• _Provided text_:
-=-=-
There are also concerns a containment wall installed on the site will be ineffective from preventing groundwater leaving the site.

Major flooding is seen as another potential  risk that would allow contamination to escape.

‘‘My understanding is that you will not completely decontaminate that site because it would cost billions. You would have to get incinerators on to that land and burn it,’’ former BHP external affairs manager Greg Cameron, who worked at the Newcastle BHP site until November 1999, said.

Mr Cameron said he believed the company would have been prepared to pay far more in remediation costs if it had  been pressed.

‘‘How can you blame BHP? It was a sell-out by the state government. The government was only interested in blocking Newcastle from competing with Port Botany as a container terminal site,’’ he said.

‘‘BHP simply said if that’s what you want then that’s what you can have. I reckon the only mistake they made was to think it wouldn’t come back to haunt them.’’

A BHP Billiton spokeswoman said the company had honoured its agreement with the NSW Government for remediation works and would continue to fulfil its obligations in accordance with the agreements reached in 2001.

The company retained liability for contamination that had already migrated off the site before the land was transferred.

This included contamination of the Hunter River, which the company spent $600million cleaning up.

Greens environment spokeswoman Cate Faehrmann said it was unacceptable that any government would relieve a multibillion-dollar corporation of its responsibility to clean up pollution.

The Regional Land Management Corporation and the Hunter Development Corporation are responsible for rehabilitating the site on behalf of the state government.

Hunter Development Corporation general manager Bob Hawes said about $82million worth of works had been arranged for 83 hectares to date.

This included a barrier wall ($20million), improved site drainage ($10million) and regrading and capping ($52million).

Mr Hawes said he was satisfied sufficient funds had been set aside for the clean-up project.
-=-=-
• _Supplied information_:
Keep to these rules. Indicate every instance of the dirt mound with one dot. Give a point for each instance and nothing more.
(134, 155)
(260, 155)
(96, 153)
-=-=-
• _Challenge A_: According to the BHP site article, why did Greg Cameron believe the site would not be completely decontaminated? Answer in one to three sentences.
• _Challenge B_: In the BHP site article, how much did the company spend cleaning up the Hunter River?
• _Challenge C_: Echo the BHP site article word for word between "A BHP Billiton" and "the land was transferred.", inclusive.
Work only from the BHP site article.

• _Answer A_: He believed full decontamination would cost billions. It would require bringing incinerators onto the land to burn the contaminated material.

• _Answer B_: $600million.

• _Answer C_:
A BHP Billiton spokeswoman said the company had honoured its agreement with the NSW Government for remediation works and would continue to fulfil its obligations in accordance with the agreements reached in 2001.

The company retained liability for contamination that had already migrated off the site before the land was transferred.